Work to be completed: Reproduce every one of the records below line for line, keeping each character, space, and bracket unchanged.

Source data:
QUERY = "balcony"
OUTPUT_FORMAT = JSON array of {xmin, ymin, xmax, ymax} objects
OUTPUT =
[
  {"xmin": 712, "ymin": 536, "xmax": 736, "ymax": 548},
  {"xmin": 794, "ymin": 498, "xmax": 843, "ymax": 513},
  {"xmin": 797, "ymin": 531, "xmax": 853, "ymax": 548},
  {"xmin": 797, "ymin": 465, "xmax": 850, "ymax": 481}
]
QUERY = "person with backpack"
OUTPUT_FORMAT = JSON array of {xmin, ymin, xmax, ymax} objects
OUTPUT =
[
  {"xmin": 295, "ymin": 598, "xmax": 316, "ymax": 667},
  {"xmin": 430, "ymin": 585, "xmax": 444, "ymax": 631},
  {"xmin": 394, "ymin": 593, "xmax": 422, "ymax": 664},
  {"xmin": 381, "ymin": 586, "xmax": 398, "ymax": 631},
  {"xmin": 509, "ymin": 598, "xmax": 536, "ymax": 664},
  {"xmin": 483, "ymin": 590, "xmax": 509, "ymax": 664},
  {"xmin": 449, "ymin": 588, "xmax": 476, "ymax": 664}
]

Task response:
QUERY = "balcony"
OUTPUT_FORMAT = JSON array of {xmin, ymin, xmax, ymax} objects
OUTPUT =
[
  {"xmin": 712, "ymin": 536, "xmax": 736, "ymax": 548},
  {"xmin": 794, "ymin": 498, "xmax": 843, "ymax": 513},
  {"xmin": 797, "ymin": 531, "xmax": 853, "ymax": 548},
  {"xmin": 797, "ymin": 465, "xmax": 850, "ymax": 481}
]
QUERY = "person with backpack"
OUTPUT_FORMAT = JSON array of {xmin, ymin, xmax, ymax} objects
OUTPUT =
[
  {"xmin": 295, "ymin": 598, "xmax": 316, "ymax": 667},
  {"xmin": 430, "ymin": 585, "xmax": 444, "ymax": 631},
  {"xmin": 394, "ymin": 593, "xmax": 422, "ymax": 664},
  {"xmin": 381, "ymin": 586, "xmax": 398, "ymax": 631},
  {"xmin": 509, "ymin": 598, "xmax": 536, "ymax": 664},
  {"xmin": 483, "ymin": 590, "xmax": 509, "ymax": 664},
  {"xmin": 449, "ymin": 588, "xmax": 476, "ymax": 664}
]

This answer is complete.